Location identification data:
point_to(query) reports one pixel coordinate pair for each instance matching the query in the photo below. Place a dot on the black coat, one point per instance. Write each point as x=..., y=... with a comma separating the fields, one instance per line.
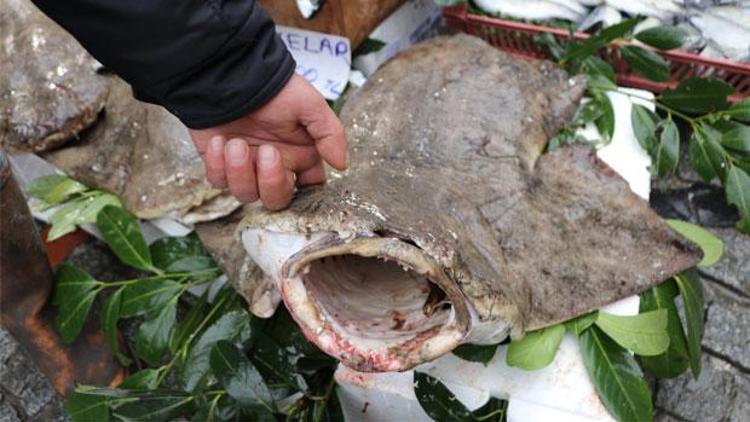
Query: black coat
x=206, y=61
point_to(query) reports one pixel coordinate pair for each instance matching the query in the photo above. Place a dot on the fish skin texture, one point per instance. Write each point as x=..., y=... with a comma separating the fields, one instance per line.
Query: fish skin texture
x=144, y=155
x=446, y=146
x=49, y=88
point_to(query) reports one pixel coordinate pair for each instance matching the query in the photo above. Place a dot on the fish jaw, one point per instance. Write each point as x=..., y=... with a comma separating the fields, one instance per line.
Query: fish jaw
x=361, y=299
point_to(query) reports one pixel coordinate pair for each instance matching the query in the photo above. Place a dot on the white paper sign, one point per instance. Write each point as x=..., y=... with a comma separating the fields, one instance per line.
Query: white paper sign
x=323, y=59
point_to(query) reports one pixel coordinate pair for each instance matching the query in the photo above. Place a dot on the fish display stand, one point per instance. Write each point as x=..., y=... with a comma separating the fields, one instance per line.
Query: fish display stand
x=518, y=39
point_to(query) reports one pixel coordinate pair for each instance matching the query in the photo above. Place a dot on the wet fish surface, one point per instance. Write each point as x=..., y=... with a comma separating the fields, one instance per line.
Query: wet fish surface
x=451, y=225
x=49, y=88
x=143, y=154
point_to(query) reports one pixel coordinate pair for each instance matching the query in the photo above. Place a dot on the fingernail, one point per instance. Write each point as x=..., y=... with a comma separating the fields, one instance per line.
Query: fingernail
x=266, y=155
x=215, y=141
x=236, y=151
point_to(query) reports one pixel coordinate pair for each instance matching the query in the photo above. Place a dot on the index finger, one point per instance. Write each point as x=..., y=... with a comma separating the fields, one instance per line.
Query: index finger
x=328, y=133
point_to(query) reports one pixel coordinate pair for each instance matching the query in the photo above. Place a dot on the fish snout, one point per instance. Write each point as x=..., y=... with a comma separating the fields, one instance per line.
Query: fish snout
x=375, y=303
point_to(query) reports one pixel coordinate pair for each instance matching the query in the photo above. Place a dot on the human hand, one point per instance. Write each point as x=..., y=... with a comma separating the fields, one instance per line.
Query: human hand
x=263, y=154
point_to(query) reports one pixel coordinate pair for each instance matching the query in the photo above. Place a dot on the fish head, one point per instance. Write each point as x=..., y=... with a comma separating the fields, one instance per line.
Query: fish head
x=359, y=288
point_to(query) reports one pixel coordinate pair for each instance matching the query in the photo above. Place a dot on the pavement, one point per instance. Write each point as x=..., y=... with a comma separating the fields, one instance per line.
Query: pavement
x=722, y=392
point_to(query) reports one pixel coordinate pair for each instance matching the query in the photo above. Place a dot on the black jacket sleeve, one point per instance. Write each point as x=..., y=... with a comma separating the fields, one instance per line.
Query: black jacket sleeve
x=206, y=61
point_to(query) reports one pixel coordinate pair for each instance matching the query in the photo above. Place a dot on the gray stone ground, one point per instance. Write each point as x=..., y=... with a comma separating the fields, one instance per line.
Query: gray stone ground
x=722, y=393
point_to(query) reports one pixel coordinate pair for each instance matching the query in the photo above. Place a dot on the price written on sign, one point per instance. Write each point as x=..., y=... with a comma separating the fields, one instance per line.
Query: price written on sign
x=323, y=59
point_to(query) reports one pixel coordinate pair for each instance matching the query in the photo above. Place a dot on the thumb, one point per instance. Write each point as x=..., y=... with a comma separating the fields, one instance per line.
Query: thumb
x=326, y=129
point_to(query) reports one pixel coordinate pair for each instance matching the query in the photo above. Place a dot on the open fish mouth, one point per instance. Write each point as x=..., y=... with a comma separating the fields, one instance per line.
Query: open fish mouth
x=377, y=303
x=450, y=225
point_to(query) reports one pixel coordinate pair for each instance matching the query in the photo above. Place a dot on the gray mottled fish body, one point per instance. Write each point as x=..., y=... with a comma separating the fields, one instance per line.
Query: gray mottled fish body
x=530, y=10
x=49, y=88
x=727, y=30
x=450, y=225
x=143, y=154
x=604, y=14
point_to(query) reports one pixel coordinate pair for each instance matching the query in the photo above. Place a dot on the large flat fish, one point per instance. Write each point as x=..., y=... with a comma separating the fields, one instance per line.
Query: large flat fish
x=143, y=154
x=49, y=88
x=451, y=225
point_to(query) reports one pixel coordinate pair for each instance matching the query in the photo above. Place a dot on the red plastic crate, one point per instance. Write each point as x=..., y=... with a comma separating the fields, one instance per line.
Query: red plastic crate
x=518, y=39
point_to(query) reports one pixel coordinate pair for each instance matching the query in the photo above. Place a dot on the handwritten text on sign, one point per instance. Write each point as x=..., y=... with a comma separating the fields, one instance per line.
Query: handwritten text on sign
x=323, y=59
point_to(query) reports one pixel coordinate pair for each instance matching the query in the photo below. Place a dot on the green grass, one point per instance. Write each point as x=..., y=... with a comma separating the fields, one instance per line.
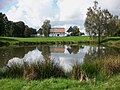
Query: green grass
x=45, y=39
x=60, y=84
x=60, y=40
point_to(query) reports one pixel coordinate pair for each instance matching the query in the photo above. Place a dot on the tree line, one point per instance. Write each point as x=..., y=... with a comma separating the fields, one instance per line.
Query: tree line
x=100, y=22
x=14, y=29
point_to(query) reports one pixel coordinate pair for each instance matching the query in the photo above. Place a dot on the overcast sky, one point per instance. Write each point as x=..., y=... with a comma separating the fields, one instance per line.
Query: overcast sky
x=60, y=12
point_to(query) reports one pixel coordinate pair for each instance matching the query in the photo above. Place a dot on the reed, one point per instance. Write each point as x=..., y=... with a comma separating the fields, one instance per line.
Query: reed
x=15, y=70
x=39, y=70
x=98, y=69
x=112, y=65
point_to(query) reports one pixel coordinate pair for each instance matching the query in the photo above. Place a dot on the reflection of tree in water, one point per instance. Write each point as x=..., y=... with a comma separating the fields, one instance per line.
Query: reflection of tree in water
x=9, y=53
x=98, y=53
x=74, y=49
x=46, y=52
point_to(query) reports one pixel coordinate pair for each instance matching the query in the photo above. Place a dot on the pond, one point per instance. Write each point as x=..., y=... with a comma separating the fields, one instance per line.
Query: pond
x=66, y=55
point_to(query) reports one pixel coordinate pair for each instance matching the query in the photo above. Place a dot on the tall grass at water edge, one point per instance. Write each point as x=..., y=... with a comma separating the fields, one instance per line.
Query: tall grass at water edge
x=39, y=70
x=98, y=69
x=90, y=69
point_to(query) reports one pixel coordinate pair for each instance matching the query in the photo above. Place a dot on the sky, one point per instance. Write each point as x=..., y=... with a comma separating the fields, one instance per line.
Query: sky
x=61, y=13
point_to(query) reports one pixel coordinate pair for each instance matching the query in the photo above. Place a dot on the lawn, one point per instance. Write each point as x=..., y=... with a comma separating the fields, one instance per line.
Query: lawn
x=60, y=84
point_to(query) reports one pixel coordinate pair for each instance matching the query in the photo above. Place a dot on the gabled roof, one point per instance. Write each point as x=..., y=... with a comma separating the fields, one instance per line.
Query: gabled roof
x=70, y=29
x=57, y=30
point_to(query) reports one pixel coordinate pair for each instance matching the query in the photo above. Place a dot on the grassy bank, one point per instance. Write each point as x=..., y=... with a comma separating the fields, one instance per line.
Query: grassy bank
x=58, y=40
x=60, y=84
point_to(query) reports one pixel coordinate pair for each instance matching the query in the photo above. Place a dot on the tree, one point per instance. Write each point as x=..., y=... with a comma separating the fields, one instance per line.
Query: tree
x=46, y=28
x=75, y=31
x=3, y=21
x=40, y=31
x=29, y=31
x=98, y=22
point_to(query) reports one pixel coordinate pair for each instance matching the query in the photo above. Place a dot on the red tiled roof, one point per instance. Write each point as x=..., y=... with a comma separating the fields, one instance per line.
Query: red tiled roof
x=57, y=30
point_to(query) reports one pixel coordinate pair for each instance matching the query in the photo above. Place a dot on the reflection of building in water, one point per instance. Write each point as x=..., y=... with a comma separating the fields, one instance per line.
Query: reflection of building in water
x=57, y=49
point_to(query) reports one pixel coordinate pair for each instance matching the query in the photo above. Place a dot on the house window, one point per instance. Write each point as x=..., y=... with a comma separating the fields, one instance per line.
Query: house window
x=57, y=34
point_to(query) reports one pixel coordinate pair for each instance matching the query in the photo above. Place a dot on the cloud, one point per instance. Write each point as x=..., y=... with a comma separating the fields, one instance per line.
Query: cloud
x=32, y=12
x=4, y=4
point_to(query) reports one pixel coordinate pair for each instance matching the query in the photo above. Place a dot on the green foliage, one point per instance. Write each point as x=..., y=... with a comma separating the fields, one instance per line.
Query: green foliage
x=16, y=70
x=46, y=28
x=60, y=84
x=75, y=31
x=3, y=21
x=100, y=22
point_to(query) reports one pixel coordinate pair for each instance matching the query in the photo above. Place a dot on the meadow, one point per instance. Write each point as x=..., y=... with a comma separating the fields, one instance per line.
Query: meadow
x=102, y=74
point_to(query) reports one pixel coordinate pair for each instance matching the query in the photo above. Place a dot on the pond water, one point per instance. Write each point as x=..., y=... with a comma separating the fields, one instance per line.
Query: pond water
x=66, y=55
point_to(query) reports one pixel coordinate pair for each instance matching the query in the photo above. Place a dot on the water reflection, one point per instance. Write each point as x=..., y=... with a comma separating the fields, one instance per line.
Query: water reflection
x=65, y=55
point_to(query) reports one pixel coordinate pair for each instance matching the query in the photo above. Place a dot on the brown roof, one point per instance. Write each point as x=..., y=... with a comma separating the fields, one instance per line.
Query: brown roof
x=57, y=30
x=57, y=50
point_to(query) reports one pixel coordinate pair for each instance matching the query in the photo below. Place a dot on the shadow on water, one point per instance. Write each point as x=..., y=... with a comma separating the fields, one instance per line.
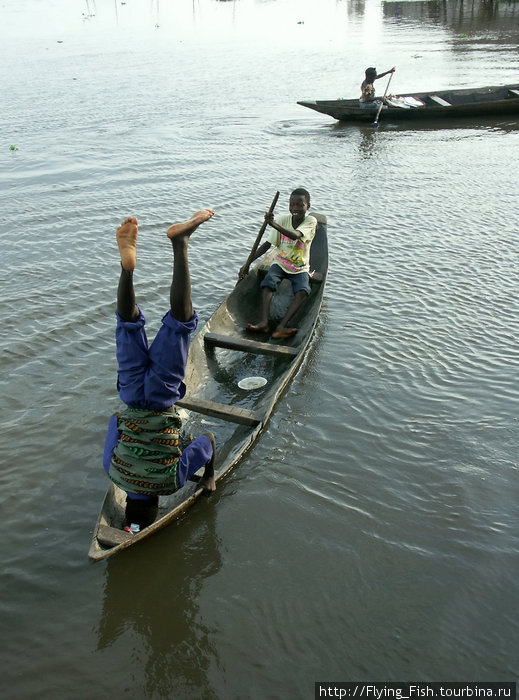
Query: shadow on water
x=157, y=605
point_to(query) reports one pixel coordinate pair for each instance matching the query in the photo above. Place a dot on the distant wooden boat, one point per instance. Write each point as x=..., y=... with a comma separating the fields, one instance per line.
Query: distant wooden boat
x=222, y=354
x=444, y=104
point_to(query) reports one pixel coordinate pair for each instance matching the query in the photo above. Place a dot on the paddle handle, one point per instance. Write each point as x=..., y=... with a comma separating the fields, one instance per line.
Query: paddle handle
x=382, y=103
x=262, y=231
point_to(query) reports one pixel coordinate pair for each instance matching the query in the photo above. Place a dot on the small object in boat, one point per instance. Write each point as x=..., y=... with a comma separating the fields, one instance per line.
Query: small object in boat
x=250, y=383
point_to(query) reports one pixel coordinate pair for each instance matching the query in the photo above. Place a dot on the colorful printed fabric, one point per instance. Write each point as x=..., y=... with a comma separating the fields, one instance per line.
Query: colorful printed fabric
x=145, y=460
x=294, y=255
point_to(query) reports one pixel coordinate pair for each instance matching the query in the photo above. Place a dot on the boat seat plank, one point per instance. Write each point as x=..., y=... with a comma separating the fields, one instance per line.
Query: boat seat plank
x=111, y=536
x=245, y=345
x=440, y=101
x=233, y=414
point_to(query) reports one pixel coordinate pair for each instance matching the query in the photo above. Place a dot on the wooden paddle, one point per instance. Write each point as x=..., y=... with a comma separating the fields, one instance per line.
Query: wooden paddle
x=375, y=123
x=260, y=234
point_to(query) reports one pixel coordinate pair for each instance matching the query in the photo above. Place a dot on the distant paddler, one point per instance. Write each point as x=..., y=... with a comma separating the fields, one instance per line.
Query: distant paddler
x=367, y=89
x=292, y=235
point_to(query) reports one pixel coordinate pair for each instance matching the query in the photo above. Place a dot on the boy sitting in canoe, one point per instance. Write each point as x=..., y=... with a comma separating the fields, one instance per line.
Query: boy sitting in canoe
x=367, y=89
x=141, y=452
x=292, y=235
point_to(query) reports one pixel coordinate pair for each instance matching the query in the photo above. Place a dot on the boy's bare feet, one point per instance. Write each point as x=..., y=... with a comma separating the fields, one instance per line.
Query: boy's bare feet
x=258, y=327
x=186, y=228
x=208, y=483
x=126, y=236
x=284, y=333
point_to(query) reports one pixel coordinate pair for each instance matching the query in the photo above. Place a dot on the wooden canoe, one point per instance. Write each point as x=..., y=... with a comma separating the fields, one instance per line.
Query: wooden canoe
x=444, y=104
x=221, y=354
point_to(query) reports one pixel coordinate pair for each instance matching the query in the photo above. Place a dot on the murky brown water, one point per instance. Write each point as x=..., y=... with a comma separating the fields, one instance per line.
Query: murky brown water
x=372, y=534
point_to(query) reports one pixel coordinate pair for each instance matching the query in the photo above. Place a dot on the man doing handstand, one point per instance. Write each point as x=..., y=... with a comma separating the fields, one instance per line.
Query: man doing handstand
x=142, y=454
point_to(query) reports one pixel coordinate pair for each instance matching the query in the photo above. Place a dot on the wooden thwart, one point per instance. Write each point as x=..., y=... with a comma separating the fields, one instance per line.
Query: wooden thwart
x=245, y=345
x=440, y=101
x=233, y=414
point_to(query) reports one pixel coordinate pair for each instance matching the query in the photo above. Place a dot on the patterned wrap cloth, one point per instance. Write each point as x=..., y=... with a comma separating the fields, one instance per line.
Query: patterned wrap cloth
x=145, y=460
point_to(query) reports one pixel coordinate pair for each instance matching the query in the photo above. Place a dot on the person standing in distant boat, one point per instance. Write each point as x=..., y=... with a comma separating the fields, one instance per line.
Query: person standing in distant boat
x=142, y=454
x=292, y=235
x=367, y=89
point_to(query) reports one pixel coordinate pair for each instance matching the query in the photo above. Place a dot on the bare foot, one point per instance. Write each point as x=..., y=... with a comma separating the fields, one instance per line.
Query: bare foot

WHAT YOU WILL DO: Give the data from the line with "on the small" up to and including the line with "x=250, y=383" again, swapping "small object" for "small item" and leaving everything else unchanged.

SOLUTION BELOW:
point_to(query) reports one pixel coordinate pair for each instance matching the query in the photo above. Place a dot on the small item in boat, one point per instance. Write each point as x=..., y=... with a comma separating the fields, one instance per line.
Query: small item in boat
x=250, y=383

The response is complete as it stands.